> _Your task_
Transcribe exactly, please, the lines from the one containing "Query: fjord water" through the end of the records below, and leave out the pictures.

--- Given entries Enclosed Below ---

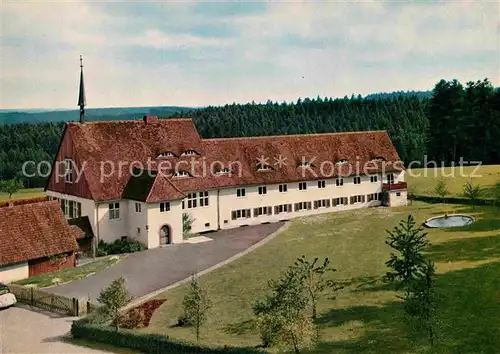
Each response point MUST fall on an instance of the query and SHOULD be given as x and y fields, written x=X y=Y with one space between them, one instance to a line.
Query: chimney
x=148 y=119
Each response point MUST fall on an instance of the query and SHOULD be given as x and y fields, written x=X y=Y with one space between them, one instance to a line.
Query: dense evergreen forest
x=456 y=121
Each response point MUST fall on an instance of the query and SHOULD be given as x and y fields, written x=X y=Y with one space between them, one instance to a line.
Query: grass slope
x=70 y=274
x=24 y=194
x=365 y=317
x=423 y=181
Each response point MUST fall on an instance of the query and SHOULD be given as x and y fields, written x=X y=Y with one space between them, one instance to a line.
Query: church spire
x=81 y=96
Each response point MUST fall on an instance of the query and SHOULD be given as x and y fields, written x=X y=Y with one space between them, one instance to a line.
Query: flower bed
x=146 y=310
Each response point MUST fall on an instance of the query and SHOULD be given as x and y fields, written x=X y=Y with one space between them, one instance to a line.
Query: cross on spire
x=81 y=95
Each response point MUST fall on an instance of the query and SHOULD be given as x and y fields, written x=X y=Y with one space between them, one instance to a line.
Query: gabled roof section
x=110 y=148
x=113 y=146
x=34 y=230
x=163 y=189
x=150 y=187
x=139 y=185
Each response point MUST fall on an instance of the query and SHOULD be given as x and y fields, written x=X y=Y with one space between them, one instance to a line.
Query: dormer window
x=166 y=154
x=189 y=153
x=180 y=174
x=68 y=170
x=223 y=171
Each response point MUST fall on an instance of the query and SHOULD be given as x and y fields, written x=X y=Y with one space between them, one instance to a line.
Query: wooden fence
x=70 y=306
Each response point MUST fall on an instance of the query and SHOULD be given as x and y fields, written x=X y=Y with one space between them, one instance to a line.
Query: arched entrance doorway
x=165 y=235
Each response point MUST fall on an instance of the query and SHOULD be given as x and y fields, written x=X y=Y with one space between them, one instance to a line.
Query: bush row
x=119 y=246
x=93 y=328
x=452 y=200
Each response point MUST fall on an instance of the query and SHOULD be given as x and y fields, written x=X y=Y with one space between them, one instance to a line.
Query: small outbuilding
x=35 y=238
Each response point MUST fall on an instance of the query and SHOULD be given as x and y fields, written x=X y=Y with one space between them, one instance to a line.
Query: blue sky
x=200 y=53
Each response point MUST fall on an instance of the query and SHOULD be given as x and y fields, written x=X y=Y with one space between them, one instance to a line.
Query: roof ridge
x=296 y=135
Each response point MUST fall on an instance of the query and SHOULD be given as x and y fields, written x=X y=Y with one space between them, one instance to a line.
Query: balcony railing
x=394 y=186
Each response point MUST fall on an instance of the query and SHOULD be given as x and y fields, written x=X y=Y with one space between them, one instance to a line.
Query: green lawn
x=365 y=317
x=24 y=194
x=424 y=181
x=70 y=274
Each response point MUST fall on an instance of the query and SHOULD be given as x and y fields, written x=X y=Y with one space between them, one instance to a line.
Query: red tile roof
x=22 y=201
x=109 y=143
x=34 y=230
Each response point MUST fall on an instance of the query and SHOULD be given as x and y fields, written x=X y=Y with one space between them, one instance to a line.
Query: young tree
x=409 y=241
x=420 y=303
x=113 y=298
x=196 y=306
x=472 y=192
x=411 y=193
x=281 y=316
x=441 y=189
x=314 y=279
x=10 y=186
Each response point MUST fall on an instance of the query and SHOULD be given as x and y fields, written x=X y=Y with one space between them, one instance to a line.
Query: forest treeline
x=456 y=121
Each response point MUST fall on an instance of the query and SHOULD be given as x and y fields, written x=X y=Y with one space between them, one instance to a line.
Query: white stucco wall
x=14 y=272
x=111 y=230
x=229 y=200
x=156 y=219
x=220 y=206
x=203 y=215
x=137 y=221
x=88 y=206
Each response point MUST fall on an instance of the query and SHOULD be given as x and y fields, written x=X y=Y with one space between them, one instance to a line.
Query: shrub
x=92 y=329
x=119 y=246
x=132 y=319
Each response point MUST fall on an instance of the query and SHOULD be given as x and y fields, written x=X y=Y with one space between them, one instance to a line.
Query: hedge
x=89 y=328
x=451 y=200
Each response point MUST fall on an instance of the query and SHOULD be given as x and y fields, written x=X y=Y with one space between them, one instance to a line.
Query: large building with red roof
x=143 y=179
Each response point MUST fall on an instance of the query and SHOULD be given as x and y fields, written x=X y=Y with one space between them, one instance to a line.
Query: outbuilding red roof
x=34 y=230
x=109 y=152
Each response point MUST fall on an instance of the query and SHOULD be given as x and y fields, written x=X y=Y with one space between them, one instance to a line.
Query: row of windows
x=301 y=206
x=71 y=209
x=282 y=188
x=171 y=154
x=195 y=199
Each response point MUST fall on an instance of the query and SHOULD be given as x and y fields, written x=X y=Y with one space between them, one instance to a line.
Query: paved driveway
x=154 y=269
x=23 y=330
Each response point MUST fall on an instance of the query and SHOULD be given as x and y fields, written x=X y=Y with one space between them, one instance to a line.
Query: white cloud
x=291 y=50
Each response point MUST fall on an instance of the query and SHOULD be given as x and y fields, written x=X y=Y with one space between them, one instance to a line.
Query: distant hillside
x=92 y=114
x=397 y=94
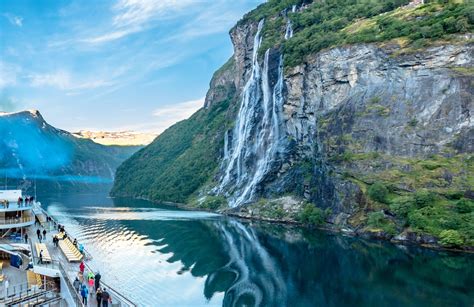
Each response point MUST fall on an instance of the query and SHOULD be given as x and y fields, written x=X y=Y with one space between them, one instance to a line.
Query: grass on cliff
x=431 y=196
x=331 y=23
x=178 y=162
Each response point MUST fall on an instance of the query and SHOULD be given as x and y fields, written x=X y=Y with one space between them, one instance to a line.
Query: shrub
x=413 y=122
x=424 y=198
x=378 y=192
x=464 y=206
x=451 y=238
x=312 y=215
x=401 y=207
x=213 y=202
x=376 y=219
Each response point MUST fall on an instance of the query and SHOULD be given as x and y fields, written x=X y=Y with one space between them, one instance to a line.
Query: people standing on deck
x=98 y=296
x=77 y=284
x=97 y=280
x=91 y=283
x=84 y=294
x=82 y=267
x=105 y=298
x=6 y=284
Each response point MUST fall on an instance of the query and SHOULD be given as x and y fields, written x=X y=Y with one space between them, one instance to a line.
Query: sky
x=118 y=65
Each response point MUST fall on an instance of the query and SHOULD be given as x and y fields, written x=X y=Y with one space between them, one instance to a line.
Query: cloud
x=8 y=74
x=63 y=80
x=180 y=110
x=167 y=115
x=14 y=20
x=8 y=103
x=138 y=12
x=132 y=16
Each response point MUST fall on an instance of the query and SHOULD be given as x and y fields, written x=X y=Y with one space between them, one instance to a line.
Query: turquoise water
x=160 y=256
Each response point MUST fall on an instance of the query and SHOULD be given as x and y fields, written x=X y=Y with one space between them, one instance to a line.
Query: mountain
x=122 y=138
x=351 y=114
x=31 y=149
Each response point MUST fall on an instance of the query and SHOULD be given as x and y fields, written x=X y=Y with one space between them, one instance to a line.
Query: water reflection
x=172 y=257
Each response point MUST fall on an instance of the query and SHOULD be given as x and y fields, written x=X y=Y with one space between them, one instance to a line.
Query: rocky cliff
x=32 y=150
x=377 y=136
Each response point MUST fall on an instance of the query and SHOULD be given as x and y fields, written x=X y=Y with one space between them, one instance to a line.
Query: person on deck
x=91 y=283
x=97 y=280
x=105 y=298
x=84 y=294
x=77 y=284
x=98 y=296
x=82 y=267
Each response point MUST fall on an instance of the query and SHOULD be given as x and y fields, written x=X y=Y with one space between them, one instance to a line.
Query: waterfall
x=289 y=26
x=226 y=145
x=256 y=135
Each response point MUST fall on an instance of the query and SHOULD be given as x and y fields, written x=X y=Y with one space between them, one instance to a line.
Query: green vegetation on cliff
x=178 y=162
x=332 y=23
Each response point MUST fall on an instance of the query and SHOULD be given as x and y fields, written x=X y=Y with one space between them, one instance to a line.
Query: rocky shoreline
x=405 y=238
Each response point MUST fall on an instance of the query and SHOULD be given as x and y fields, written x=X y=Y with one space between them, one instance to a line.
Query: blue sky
x=113 y=65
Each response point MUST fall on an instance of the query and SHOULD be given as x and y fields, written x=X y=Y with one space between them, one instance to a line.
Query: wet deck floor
x=71 y=268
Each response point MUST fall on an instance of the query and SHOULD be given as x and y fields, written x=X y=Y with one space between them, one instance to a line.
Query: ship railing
x=49 y=264
x=118 y=299
x=14 y=220
x=74 y=293
x=23 y=291
x=15 y=206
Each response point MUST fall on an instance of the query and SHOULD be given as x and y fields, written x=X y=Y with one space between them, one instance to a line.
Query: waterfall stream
x=256 y=137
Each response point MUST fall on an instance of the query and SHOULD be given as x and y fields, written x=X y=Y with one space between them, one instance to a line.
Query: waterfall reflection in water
x=161 y=256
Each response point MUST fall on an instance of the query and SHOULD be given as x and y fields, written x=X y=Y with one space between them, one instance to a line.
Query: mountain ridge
x=372 y=137
x=31 y=149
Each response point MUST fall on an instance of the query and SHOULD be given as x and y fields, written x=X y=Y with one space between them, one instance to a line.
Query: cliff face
x=31 y=149
x=363 y=129
x=366 y=99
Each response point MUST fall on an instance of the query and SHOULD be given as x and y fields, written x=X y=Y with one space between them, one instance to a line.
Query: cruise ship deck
x=27 y=280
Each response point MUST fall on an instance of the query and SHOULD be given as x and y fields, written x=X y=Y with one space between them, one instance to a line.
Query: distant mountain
x=31 y=149
x=122 y=138
x=358 y=113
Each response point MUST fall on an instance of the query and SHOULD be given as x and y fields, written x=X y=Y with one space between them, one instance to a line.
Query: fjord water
x=161 y=256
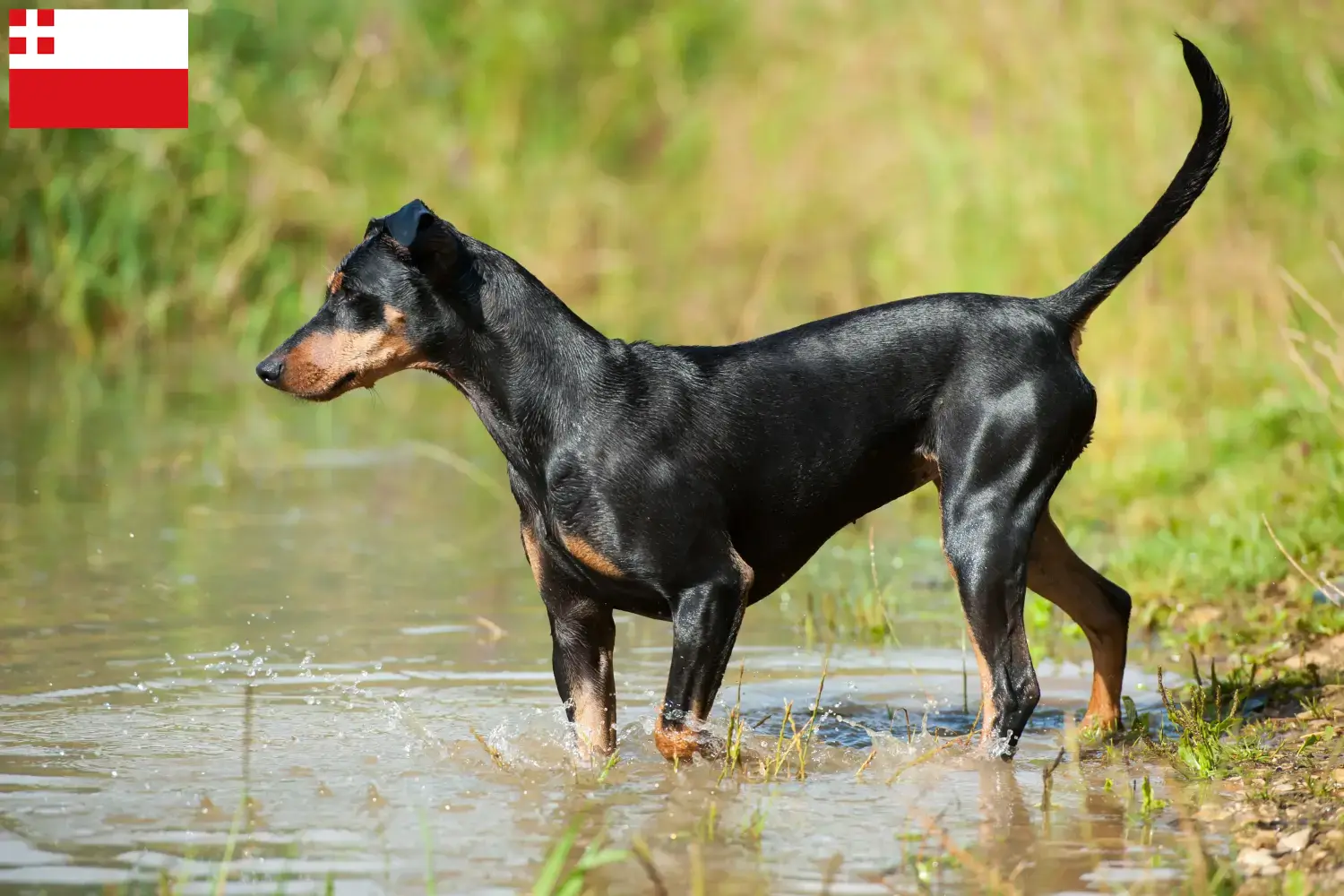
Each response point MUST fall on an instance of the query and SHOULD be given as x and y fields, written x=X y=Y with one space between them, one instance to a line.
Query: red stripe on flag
x=97 y=97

--- End of Enclosed Given entries ---

> _Expected answer_
Query: fjord water
x=161 y=256
Each response point MUST fall on an instance of the query and SHOULD be given as x and y fields, written x=X y=Y with one space between them, one instance to a line.
Query: red stripe on flag
x=97 y=97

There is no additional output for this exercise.